◆ WORK ITEM ◆
Copy all of the material below, line for line.

□ □ □ □ □

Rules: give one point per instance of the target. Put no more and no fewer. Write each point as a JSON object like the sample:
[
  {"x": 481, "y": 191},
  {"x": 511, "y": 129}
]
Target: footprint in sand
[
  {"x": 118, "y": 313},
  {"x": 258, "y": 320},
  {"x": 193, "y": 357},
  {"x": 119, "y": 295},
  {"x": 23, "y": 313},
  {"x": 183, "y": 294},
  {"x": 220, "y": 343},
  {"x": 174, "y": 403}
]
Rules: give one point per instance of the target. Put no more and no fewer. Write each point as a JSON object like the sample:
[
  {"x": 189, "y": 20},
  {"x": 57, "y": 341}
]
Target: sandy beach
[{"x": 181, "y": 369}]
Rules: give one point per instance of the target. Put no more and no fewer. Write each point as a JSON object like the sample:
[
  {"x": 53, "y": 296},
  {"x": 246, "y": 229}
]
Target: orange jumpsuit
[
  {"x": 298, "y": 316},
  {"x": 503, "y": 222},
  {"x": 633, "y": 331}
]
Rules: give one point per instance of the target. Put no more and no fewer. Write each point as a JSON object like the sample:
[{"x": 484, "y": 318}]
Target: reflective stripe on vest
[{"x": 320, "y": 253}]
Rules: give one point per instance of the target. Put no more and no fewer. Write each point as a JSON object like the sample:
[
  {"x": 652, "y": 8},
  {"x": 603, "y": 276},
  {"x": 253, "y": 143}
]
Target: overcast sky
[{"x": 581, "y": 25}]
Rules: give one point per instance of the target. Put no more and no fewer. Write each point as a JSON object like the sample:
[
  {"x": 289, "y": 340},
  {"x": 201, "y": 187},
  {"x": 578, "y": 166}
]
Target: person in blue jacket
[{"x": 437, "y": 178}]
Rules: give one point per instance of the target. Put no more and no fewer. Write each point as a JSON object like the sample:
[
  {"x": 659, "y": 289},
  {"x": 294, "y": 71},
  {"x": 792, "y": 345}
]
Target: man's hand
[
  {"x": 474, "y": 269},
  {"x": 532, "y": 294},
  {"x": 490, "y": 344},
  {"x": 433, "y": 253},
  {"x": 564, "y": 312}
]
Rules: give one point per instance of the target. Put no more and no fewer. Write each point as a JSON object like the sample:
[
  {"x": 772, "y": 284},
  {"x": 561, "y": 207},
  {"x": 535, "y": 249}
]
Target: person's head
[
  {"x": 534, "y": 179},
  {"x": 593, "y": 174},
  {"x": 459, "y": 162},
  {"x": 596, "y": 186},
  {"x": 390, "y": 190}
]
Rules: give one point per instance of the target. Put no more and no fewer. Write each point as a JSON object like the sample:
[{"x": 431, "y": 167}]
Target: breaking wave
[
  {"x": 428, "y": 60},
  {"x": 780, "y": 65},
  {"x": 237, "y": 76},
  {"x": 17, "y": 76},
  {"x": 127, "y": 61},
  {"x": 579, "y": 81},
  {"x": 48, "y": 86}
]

□ □ □ □ □

◆ FINAL ANSWER ◆
Rules: give one point per instance of the target. Put no more and no fewer. Write each point as a JSON object like the sample:
[
  {"x": 481, "y": 191},
  {"x": 511, "y": 129}
]
Target: footprint in sand
[
  {"x": 118, "y": 313},
  {"x": 258, "y": 320},
  {"x": 193, "y": 357},
  {"x": 119, "y": 295},
  {"x": 23, "y": 313},
  {"x": 183, "y": 294},
  {"x": 220, "y": 343},
  {"x": 174, "y": 403}
]
Rules: give one point per instance of the target. Put no more and no fewer. Write each point as a JSON object like the sample:
[
  {"x": 189, "y": 20},
  {"x": 57, "y": 341}
]
Target: sandy beach
[{"x": 181, "y": 369}]
Rules: give one point per instance of the target. Put no more and no fewer. Write each point as a JSON object like the sample:
[
  {"x": 53, "y": 296},
  {"x": 246, "y": 229}
]
Target: orange jumpsuit
[
  {"x": 298, "y": 316},
  {"x": 503, "y": 222},
  {"x": 633, "y": 331}
]
Rules: give one point per instance of the target. Put no more and no fewer. Write each point as a JSON object like the sample:
[{"x": 484, "y": 318}]
Target: reflective stripe on vest
[{"x": 320, "y": 253}]
Rules: give one point per instance of the target. Put no more and no fewer. Write each point as a JSON object like the sample:
[
  {"x": 652, "y": 8},
  {"x": 603, "y": 276},
  {"x": 253, "y": 143}
]
Target: overcast sky
[{"x": 581, "y": 25}]
Rules: give one point per instance of the target. Put no more and no fewer. Write each point as a JSON object like the sample:
[
  {"x": 289, "y": 340},
  {"x": 201, "y": 187},
  {"x": 578, "y": 166}
]
Target: person in blue jacket
[{"x": 437, "y": 178}]
Rules: give one point per instance of the target. Put no more and no fewer. Write each point as a JSON object like the sample:
[
  {"x": 659, "y": 289},
  {"x": 294, "y": 71},
  {"x": 792, "y": 345}
]
Target: man's hand
[
  {"x": 474, "y": 269},
  {"x": 532, "y": 294},
  {"x": 490, "y": 344},
  {"x": 433, "y": 253},
  {"x": 564, "y": 312}
]
Rules: give one point per instance of the target. Put no more and no fewer. Write each point as a JSON object like the sample:
[
  {"x": 772, "y": 284},
  {"x": 561, "y": 207},
  {"x": 535, "y": 249}
]
Target: person's head
[
  {"x": 534, "y": 179},
  {"x": 593, "y": 174},
  {"x": 459, "y": 162},
  {"x": 596, "y": 186},
  {"x": 390, "y": 190}
]
Rules: give one point per instance of the target. Put no more and no fewer. Write each point as a JSON object like the sample:
[{"x": 431, "y": 167}]
Target: breaking wave
[
  {"x": 428, "y": 60},
  {"x": 780, "y": 65},
  {"x": 237, "y": 76},
  {"x": 17, "y": 76},
  {"x": 127, "y": 61},
  {"x": 579, "y": 81},
  {"x": 48, "y": 86}
]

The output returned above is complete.